Work to be completed> List every amount in US dollars mentioned in the article on Ukraine's financial crisis below.

Given text>
Publication: Monitor Volume: 4 Issue: 175

Ukrainian President Leonid Kuchma said during his meeting with editors of regional mass media that in the last seven years Ukraine has never been so close to a financial catastrophe, calling the situation “very dangerous.” Kuchma pointed out, however, that he is keeping the economic situation under control. He said that the current cabinet works more professionally than any of its predecessors in the last several years. (Ukrainian television, September 23).

Recent events, however, show that the economic situation may in fact be getting out of control. In the past couple of weeks the national currency, the hryvnya, lost over 30 percent of its value–threatening the survival of several dozen domestic banks. The NBU is not intervening because its currency reserves are at a dangerous level of some US$1 billion, even after receiving the first tranche of the IMF’s US$2.2 billion Extended Fund Facility. The government has turned to administrative measures to improve the financial situation. To postpone its debt payments, the cabinet–effective September 10–obliged domestic banks to convert treasury bills redeemable in 1998-1999 into bonds with maturity of up to 2003. However, later the cabinet ceded to the pressure from banks and announced that the T-bills would be exchanged on a voluntary basis (Ukrainian media, September 11-15). In the most recent development, Prime Minister Valeriy Pustovoytenko locked up fifty directors of enterprises that failed to repay foreign loans issued under the cabinet guarantees in a hall of the government building, forcing them to return the debts totaling US$743 million. Pustovoytenko warned that he would summon another fifty-odd debtors with the help of the police (Ukrainian media, September 22).

(Image point annotation entries)
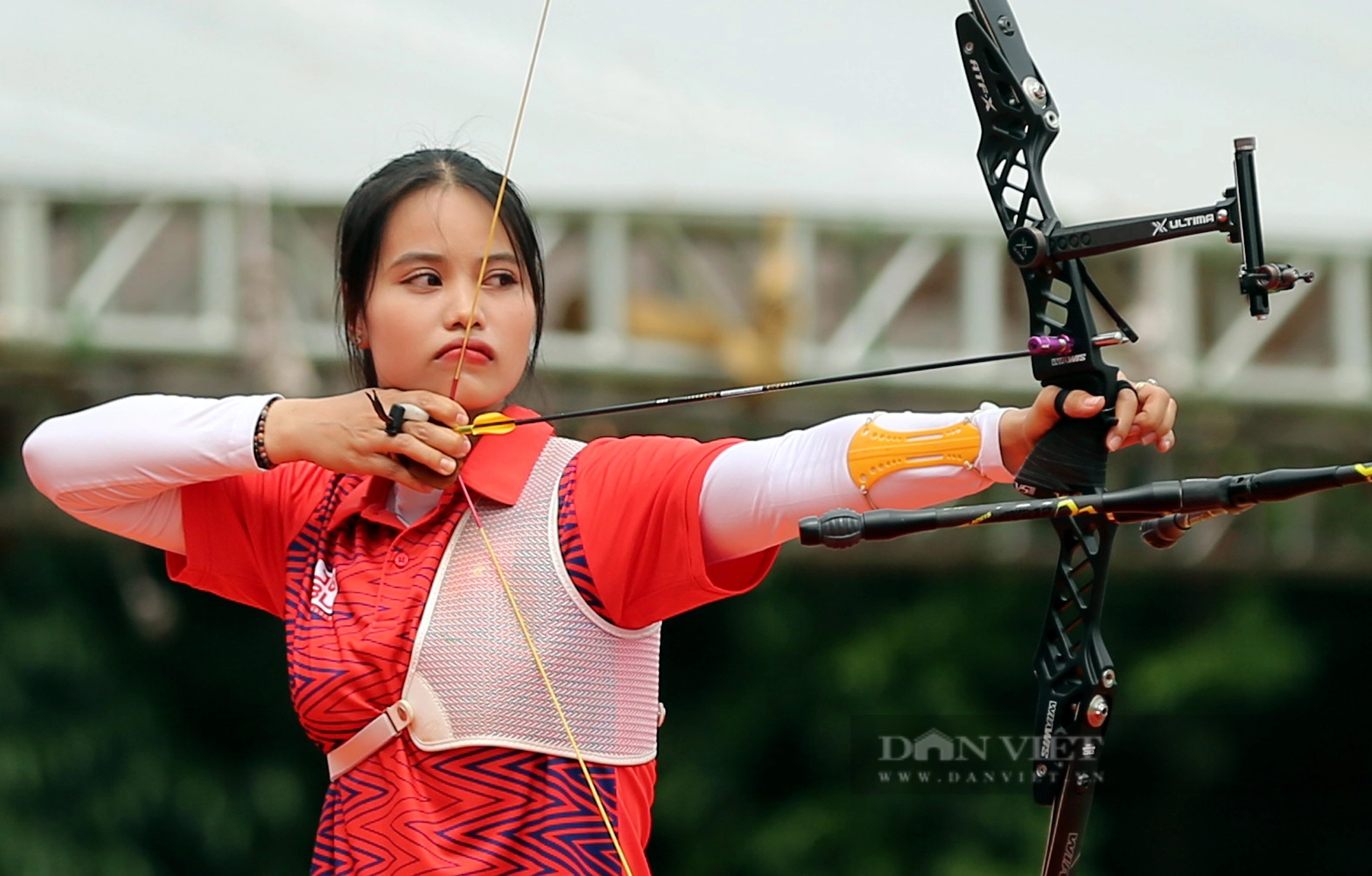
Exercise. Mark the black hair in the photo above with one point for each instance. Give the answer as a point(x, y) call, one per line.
point(368, 211)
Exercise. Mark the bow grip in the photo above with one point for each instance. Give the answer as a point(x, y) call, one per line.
point(1069, 459)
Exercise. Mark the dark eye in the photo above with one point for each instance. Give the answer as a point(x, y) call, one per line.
point(426, 279)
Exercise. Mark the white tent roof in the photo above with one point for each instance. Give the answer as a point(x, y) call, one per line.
point(835, 106)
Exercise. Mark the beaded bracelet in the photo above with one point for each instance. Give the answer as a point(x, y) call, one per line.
point(260, 438)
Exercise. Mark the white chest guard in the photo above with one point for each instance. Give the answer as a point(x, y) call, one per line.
point(473, 680)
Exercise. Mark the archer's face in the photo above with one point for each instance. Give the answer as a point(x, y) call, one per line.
point(422, 297)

Answer below> US$1 billion, US$2.2 billion, US$743 million